### What the task asks
Format every line of the records below as a JSON list of strings, one string per line, and omit any blank lines. Leave the pictures out.

====== Information given ======

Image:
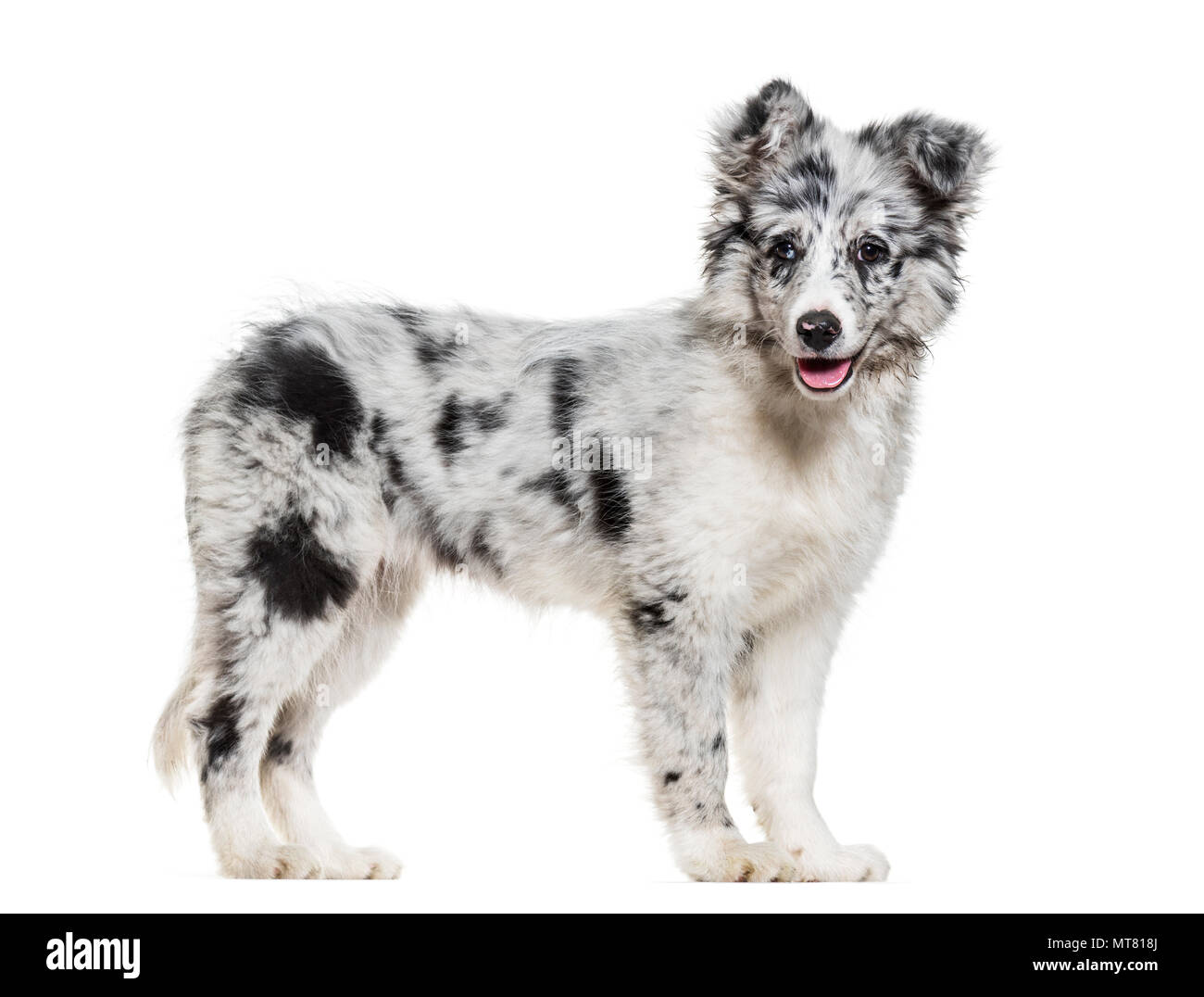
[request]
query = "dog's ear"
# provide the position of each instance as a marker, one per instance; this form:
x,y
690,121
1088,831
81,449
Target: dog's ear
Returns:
x,y
947,159
750,137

======

### Solution for this exercise
[
  "Image:",
  "[request]",
  "query = \"dog's ear\"",
  "# provide the position of each instance as a marker, one per instance; this form:",
  "x,y",
  "690,121",
  "1088,831",
  "81,449",
  "Target: dog's ear",
  "Returns:",
  "x,y",
  "947,159",
  "750,137"
]